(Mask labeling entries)
::::::
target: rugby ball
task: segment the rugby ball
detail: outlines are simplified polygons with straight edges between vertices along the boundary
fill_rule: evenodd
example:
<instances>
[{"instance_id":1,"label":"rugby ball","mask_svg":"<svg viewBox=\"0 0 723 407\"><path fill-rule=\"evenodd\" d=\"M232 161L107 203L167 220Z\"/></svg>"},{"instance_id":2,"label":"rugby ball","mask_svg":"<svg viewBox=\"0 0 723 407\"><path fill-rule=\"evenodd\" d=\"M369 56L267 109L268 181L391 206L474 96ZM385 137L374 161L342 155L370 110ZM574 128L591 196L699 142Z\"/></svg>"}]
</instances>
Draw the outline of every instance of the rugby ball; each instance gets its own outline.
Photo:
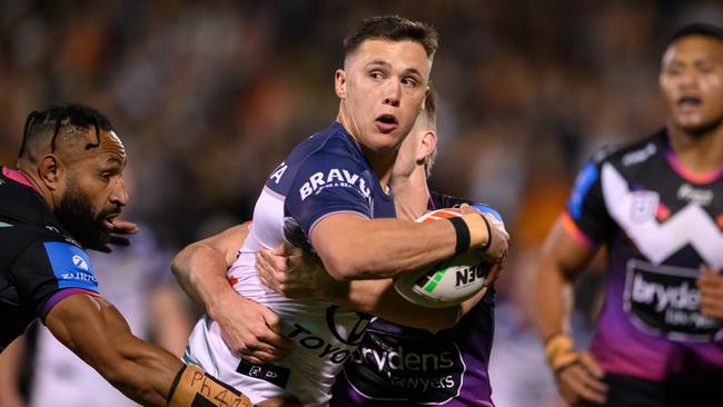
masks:
<instances>
[{"instance_id":1,"label":"rugby ball","mask_svg":"<svg viewBox=\"0 0 723 407\"><path fill-rule=\"evenodd\" d=\"M462 216L458 208L437 209L416 221L436 221L458 216ZM469 250L440 261L430 269L406 272L395 278L394 288L416 305L428 308L452 307L486 290L484 282L488 271L489 265Z\"/></svg>"}]
</instances>

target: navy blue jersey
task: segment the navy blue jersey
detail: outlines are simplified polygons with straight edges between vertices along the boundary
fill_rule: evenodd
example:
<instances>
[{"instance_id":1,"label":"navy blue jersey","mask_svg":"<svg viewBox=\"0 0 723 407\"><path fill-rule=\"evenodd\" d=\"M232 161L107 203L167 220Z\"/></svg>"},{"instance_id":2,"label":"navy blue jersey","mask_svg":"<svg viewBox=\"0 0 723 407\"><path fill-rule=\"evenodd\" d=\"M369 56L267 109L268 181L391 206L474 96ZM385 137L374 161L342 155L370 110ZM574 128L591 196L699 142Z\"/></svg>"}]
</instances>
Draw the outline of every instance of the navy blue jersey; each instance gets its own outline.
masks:
<instances>
[{"instance_id":1,"label":"navy blue jersey","mask_svg":"<svg viewBox=\"0 0 723 407\"><path fill-rule=\"evenodd\" d=\"M432 192L428 209L460 204L472 202ZM492 288L455 327L436 334L376 318L337 378L330 405L494 406L488 375L493 336Z\"/></svg>"},{"instance_id":2,"label":"navy blue jersey","mask_svg":"<svg viewBox=\"0 0 723 407\"><path fill-rule=\"evenodd\" d=\"M24 176L0 167L0 350L76 292L98 295L88 255Z\"/></svg>"},{"instance_id":3,"label":"navy blue jersey","mask_svg":"<svg viewBox=\"0 0 723 407\"><path fill-rule=\"evenodd\" d=\"M334 123L298 145L271 172L256 202L249 235L229 270L238 292L281 318L281 334L295 341L294 351L278 363L249 364L226 347L216 322L205 319L191 335L187 361L214 373L254 403L288 394L305 406L326 405L335 377L361 341L370 317L329 302L279 296L259 281L256 252L284 242L313 251L314 226L343 212L395 216L394 200L382 190L361 150Z\"/></svg>"}]
</instances>

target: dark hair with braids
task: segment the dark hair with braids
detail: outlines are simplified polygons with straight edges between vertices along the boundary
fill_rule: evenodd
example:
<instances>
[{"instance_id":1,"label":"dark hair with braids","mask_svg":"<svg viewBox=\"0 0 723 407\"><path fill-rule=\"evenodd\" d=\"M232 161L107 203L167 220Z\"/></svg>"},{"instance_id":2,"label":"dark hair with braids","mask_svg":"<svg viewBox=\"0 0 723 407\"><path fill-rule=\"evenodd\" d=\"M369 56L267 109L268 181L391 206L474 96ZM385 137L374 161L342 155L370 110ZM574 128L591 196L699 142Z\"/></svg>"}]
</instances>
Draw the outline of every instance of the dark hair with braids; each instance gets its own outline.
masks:
<instances>
[{"instance_id":1,"label":"dark hair with braids","mask_svg":"<svg viewBox=\"0 0 723 407\"><path fill-rule=\"evenodd\" d=\"M36 158L31 157L33 149L28 146L40 145L43 141L49 141L50 152L55 152L59 135L85 135L89 128L96 130L97 141L87 143L86 150L100 146L101 130L111 131L113 129L110 120L103 113L85 105L68 103L51 106L41 111L33 110L26 119L18 157L34 160Z\"/></svg>"}]
</instances>

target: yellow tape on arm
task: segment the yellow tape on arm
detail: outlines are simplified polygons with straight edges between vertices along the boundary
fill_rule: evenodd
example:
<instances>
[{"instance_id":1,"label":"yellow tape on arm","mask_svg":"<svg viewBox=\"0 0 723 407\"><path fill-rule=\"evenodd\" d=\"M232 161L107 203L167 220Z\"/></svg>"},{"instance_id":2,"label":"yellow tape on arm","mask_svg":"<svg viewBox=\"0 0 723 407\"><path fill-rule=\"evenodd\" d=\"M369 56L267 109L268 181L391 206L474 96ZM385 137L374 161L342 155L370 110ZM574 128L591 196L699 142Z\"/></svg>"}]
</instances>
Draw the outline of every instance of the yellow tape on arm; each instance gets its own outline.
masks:
<instances>
[{"instance_id":1,"label":"yellow tape on arm","mask_svg":"<svg viewBox=\"0 0 723 407\"><path fill-rule=\"evenodd\" d=\"M565 334L557 334L545 341L545 356L554 373L580 360L573 340Z\"/></svg>"},{"instance_id":2,"label":"yellow tape on arm","mask_svg":"<svg viewBox=\"0 0 723 407\"><path fill-rule=\"evenodd\" d=\"M196 366L184 366L168 395L168 407L254 407L237 389L206 374Z\"/></svg>"}]
</instances>

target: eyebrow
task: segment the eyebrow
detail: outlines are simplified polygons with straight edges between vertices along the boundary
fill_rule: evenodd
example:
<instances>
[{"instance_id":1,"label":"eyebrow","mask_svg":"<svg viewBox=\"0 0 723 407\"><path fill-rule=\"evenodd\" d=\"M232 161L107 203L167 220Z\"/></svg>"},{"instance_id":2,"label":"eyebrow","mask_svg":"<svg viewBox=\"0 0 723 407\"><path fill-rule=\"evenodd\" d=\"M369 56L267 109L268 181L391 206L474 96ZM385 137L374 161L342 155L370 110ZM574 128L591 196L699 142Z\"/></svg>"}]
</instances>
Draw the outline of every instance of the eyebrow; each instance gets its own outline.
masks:
<instances>
[{"instance_id":1,"label":"eyebrow","mask_svg":"<svg viewBox=\"0 0 723 407\"><path fill-rule=\"evenodd\" d=\"M372 62L367 63L366 66L367 67L382 66L382 67L384 67L386 69L392 69L392 63L389 63L389 62L387 62L385 60L382 60L382 59L375 59ZM414 75L422 76L422 72L419 72L419 70L416 69L416 68L407 68L407 69L405 69L403 71L403 73L414 73Z\"/></svg>"},{"instance_id":2,"label":"eyebrow","mask_svg":"<svg viewBox=\"0 0 723 407\"><path fill-rule=\"evenodd\" d=\"M119 167L125 167L126 166L126 160L121 160L118 157L109 157L106 160L106 165L117 165Z\"/></svg>"}]
</instances>

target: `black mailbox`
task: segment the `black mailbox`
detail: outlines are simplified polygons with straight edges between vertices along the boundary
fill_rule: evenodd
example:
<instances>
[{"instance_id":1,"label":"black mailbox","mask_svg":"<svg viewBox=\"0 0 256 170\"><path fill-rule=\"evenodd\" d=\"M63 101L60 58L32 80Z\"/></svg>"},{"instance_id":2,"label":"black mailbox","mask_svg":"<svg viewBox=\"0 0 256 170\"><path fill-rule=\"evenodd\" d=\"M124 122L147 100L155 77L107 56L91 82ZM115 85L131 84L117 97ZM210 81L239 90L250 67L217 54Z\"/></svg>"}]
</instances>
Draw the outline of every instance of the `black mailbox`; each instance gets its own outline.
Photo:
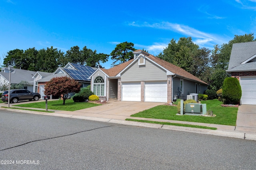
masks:
<instances>
[{"instance_id":1,"label":"black mailbox","mask_svg":"<svg viewBox=\"0 0 256 170\"><path fill-rule=\"evenodd\" d=\"M50 99L50 96L43 96L43 98L44 100L48 100Z\"/></svg>"}]
</instances>

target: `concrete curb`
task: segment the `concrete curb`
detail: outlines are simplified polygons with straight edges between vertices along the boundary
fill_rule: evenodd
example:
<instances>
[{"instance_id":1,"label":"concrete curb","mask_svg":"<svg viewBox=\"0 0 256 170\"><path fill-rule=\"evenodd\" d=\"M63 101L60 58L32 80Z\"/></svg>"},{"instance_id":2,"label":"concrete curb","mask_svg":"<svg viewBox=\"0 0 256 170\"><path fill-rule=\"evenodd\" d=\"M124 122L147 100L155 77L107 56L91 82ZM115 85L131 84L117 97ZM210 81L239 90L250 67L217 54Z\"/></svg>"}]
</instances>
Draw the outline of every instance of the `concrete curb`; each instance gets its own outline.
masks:
<instances>
[{"instance_id":1,"label":"concrete curb","mask_svg":"<svg viewBox=\"0 0 256 170\"><path fill-rule=\"evenodd\" d=\"M12 109L7 109L0 107L0 109L13 111L16 112L26 113L35 114L37 115L46 115L48 116L57 116L74 119L78 119L90 121L108 122L112 123L123 125L125 125L136 126L140 127L157 128L166 130L181 131L187 132L200 133L205 134L210 134L215 136L229 137L240 139L256 140L256 134L245 133L243 132L236 132L233 130L211 130L190 127L184 127L162 124L155 124L150 123L127 121L100 117L90 117L84 116L75 115L73 115L58 113L49 113L36 111L31 111L24 110L19 110ZM18 110L17 111L17 110Z\"/></svg>"}]
</instances>

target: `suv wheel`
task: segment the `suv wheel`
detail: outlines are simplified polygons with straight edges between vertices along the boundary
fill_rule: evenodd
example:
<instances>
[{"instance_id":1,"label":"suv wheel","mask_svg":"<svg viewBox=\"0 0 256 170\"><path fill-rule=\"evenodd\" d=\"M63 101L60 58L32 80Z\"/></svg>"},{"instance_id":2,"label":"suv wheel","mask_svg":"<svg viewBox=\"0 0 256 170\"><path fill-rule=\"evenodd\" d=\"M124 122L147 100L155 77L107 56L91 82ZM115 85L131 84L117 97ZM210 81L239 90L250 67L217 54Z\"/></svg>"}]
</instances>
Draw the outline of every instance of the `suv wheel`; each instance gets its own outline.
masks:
::::::
Select every line in the entries above that contains the string "blue". Matching is case-sensitive.

### [Finished exercise]
target: navy blue jersey
task: segment the navy blue jersey
[{"instance_id":1,"label":"navy blue jersey","mask_svg":"<svg viewBox=\"0 0 723 407\"><path fill-rule=\"evenodd\" d=\"M232 161L107 203L167 220Z\"/></svg>"},{"instance_id":2,"label":"navy blue jersey","mask_svg":"<svg viewBox=\"0 0 723 407\"><path fill-rule=\"evenodd\" d=\"M369 56L267 109L268 181L391 206L474 96ZM385 137L374 161L342 155L370 110ZM574 128L591 196L699 142Z\"/></svg>"}]
Draw the outline of every instance of the navy blue jersey; each instance gets its own outline.
[{"instance_id":1,"label":"navy blue jersey","mask_svg":"<svg viewBox=\"0 0 723 407\"><path fill-rule=\"evenodd\" d=\"M432 192L428 209L460 204L472 202ZM492 288L455 327L436 334L376 318L337 378L330 405L494 406L488 375L493 336Z\"/></svg>"},{"instance_id":2,"label":"navy blue jersey","mask_svg":"<svg viewBox=\"0 0 723 407\"><path fill-rule=\"evenodd\" d=\"M24 176L0 167L0 350L76 292L98 295L88 255Z\"/></svg>"},{"instance_id":3,"label":"navy blue jersey","mask_svg":"<svg viewBox=\"0 0 723 407\"><path fill-rule=\"evenodd\" d=\"M334 123L298 145L271 172L256 202L249 235L229 270L238 292L281 318L281 334L295 341L294 351L278 363L249 364L226 347L216 322L205 319L191 335L187 361L214 373L254 403L288 394L305 406L326 405L335 377L361 341L370 317L329 302L279 296L259 281L256 252L284 242L313 251L314 226L343 212L395 216L394 200L382 190L361 150Z\"/></svg>"}]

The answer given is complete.